··· Source material

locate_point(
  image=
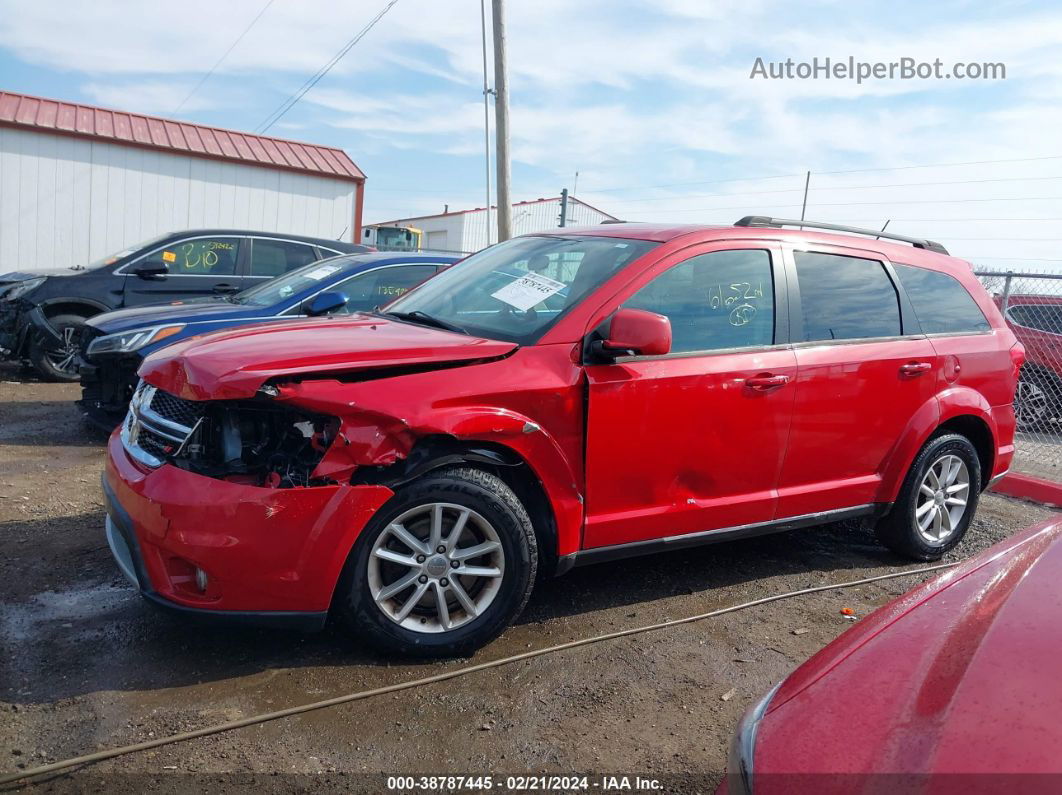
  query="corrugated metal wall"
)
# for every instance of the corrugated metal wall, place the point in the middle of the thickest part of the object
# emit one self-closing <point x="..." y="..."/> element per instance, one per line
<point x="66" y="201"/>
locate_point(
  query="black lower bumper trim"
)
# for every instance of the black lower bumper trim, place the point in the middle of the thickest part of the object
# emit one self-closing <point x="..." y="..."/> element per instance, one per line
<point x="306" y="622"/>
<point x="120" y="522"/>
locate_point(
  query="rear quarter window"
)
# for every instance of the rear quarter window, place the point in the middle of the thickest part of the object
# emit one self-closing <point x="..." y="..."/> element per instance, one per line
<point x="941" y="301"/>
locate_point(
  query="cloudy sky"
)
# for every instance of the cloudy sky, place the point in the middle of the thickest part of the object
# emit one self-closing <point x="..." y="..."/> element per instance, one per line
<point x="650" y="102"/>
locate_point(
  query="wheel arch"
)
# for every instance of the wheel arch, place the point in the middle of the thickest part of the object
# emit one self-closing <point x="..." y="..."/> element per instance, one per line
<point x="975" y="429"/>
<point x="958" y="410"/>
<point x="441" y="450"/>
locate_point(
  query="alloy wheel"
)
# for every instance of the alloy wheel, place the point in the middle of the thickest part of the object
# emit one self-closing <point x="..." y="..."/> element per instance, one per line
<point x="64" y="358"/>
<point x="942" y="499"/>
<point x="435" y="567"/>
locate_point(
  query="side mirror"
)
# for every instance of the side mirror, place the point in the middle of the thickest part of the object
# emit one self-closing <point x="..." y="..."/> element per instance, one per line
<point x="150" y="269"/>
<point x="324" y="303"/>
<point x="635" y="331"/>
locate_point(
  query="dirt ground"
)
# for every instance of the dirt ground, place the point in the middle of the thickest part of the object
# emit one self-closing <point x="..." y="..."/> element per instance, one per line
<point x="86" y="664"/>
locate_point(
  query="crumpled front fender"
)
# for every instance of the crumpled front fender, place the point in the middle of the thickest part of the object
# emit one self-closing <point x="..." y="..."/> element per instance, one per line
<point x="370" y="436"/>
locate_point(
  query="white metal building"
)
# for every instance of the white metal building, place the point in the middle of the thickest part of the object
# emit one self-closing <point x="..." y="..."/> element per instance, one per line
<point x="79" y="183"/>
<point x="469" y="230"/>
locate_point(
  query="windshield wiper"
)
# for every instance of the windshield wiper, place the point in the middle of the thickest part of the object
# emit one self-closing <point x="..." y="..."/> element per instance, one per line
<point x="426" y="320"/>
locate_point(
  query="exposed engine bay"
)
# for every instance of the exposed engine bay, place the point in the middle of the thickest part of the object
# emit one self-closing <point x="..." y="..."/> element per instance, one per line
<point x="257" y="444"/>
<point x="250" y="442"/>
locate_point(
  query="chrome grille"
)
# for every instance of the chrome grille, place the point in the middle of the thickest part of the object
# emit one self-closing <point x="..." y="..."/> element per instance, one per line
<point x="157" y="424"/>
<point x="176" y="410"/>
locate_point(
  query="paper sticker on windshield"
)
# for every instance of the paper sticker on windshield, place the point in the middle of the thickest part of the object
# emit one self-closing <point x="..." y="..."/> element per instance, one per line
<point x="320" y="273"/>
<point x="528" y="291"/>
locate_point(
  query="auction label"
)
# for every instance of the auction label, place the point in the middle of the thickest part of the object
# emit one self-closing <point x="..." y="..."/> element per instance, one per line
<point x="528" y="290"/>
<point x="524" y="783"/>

······
··· Source material

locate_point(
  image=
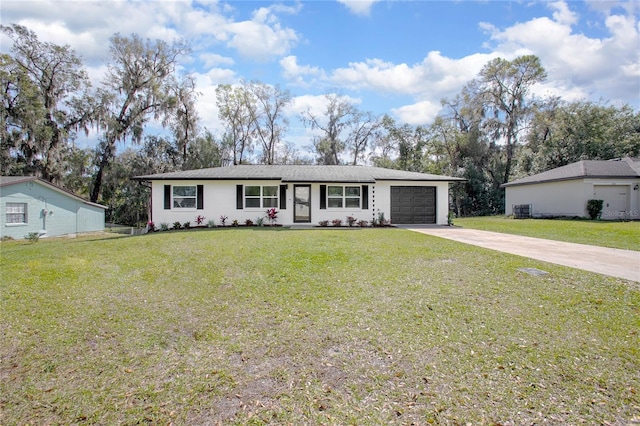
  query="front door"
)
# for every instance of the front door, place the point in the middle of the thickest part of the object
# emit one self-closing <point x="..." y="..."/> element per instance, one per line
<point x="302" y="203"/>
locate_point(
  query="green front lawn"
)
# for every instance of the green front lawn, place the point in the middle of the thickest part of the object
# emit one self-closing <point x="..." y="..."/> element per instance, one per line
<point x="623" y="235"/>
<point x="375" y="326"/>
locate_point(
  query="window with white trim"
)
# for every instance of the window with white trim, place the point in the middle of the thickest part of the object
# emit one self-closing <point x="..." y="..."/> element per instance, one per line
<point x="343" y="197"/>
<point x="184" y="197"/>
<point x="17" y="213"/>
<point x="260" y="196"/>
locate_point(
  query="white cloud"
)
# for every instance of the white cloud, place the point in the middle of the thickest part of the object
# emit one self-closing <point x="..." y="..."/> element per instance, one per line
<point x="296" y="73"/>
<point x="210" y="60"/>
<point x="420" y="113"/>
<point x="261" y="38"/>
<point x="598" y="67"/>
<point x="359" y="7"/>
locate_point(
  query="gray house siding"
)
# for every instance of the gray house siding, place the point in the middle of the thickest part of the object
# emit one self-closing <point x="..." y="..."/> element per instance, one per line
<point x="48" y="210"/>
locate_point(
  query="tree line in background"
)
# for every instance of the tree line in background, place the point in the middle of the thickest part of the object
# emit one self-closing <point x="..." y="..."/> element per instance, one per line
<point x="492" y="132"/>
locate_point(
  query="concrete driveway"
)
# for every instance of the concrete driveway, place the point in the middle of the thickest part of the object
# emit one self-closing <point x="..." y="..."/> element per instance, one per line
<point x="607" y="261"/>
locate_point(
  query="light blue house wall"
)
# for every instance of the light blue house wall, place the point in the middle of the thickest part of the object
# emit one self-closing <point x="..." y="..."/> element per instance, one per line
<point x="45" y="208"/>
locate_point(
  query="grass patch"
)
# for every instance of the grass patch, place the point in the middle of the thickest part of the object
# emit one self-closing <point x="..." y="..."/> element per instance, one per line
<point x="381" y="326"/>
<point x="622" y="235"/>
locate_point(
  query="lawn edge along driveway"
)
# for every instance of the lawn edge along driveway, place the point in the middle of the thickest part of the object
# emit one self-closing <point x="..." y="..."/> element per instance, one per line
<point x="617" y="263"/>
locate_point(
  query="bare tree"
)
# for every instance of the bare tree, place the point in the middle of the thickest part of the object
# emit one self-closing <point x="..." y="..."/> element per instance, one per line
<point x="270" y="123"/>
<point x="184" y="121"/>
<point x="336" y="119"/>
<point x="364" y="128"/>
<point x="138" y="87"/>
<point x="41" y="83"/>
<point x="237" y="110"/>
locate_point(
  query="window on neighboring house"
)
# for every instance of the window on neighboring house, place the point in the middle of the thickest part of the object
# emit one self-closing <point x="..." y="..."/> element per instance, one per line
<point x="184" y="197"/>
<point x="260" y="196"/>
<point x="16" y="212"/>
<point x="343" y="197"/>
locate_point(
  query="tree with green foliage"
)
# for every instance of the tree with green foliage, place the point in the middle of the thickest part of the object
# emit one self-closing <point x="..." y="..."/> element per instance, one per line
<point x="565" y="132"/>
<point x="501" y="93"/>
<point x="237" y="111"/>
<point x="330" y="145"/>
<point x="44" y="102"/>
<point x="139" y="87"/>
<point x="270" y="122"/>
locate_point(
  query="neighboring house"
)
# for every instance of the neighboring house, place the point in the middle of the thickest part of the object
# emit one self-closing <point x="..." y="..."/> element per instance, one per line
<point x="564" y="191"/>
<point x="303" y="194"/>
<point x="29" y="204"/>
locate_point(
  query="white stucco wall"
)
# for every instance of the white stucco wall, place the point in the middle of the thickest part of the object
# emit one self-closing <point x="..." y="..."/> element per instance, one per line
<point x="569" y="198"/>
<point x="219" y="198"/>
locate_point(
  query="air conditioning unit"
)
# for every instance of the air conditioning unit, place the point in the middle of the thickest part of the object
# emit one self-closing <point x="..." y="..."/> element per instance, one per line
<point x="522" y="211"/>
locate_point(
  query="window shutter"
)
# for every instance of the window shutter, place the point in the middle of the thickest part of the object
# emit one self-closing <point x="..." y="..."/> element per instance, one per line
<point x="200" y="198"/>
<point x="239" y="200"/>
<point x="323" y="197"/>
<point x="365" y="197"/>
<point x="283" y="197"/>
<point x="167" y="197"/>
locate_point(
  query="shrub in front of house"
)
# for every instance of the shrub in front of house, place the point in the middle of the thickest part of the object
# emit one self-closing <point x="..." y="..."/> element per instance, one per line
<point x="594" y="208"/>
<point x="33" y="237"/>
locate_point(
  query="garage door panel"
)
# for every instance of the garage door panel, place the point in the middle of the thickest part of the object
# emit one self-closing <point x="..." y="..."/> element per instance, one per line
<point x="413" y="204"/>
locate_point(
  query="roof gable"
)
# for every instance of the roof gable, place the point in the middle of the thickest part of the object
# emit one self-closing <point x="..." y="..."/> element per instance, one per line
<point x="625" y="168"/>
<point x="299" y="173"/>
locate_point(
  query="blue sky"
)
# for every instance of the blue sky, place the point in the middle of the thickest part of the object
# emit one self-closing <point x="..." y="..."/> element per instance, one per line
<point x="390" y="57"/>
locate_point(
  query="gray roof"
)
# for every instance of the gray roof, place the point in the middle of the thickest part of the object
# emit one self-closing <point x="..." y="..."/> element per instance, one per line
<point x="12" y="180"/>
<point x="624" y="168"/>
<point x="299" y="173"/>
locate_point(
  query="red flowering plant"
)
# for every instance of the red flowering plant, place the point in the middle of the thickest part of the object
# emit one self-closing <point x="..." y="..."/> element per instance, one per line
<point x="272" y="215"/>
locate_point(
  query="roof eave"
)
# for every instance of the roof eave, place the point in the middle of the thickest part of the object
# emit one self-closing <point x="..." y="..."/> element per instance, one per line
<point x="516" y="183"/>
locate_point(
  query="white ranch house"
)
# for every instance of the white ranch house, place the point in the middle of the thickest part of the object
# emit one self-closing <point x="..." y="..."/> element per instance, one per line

······

- [Do this] Which lines in the material above contain the word "side"? List each of them in full.

- [Response to this task]
  query="side mirror"
# for every instance of the side mirror, place the point in the middle of the thickest part of the object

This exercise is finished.